### SHORT EXERCISE
Repeat the whole of the data, keeping every detail the same.

### EXTRACTED RECORDS

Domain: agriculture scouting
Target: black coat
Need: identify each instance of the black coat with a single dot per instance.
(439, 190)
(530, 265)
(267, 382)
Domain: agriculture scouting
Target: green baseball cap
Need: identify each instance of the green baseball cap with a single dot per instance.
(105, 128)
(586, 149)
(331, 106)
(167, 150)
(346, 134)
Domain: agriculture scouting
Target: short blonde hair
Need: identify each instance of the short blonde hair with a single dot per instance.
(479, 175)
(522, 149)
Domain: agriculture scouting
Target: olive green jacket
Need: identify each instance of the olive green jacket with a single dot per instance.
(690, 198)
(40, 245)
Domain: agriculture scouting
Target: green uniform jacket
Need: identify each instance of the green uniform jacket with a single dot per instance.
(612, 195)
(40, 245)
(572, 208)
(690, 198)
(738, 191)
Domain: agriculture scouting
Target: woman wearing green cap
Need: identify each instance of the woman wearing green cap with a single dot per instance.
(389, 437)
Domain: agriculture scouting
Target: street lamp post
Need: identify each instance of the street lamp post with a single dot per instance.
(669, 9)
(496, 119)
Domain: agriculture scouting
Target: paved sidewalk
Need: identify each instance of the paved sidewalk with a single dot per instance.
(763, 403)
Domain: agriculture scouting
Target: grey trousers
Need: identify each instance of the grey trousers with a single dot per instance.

### RESPONSE
Domain: agriculture scouting
Target: black coat
Need: identify each instance of the black coat with a single dot per instance.
(439, 190)
(530, 265)
(267, 382)
Domain: agriculture scouting
Target: green baseball cap
Need: identify each instance of the green baseball cap with a single dot per instance.
(105, 128)
(586, 149)
(331, 106)
(167, 150)
(346, 134)
Domain: agriculture scouting
Target: short blonde hair
Need: identify each instance of the short blonde hair with a single dot per instance.
(479, 175)
(522, 149)
Domain: agriculture scouting
Target: olive green jacket
Need: identify each instance of the olive green jacket with a single dot per instance.
(690, 198)
(40, 245)
Domain: agriculture scouting
Target: green uniform jacket
Need: identify each instance of the green uniform jacket with a single dot per instance.
(612, 195)
(40, 245)
(572, 208)
(690, 198)
(738, 191)
Domain: agriculture scouting
Target: woman wearing green cap
Need: identify each instance of the woman wearing green cap with a single dot per instance.
(389, 437)
Domain: agriculture scouting
Target: street lamp post
Need: identify each instance of the street lamp post with a single dot per instance.
(669, 9)
(496, 119)
Domain: agriculture scouting
Target: paved sidewalk
Need: identify each instance of the paved sidewalk with a single dot per instance.
(763, 403)
Domain: agriculture scouting
Target: grey trousers
Need: identify each instance of the grey trousers with a single dot per instance.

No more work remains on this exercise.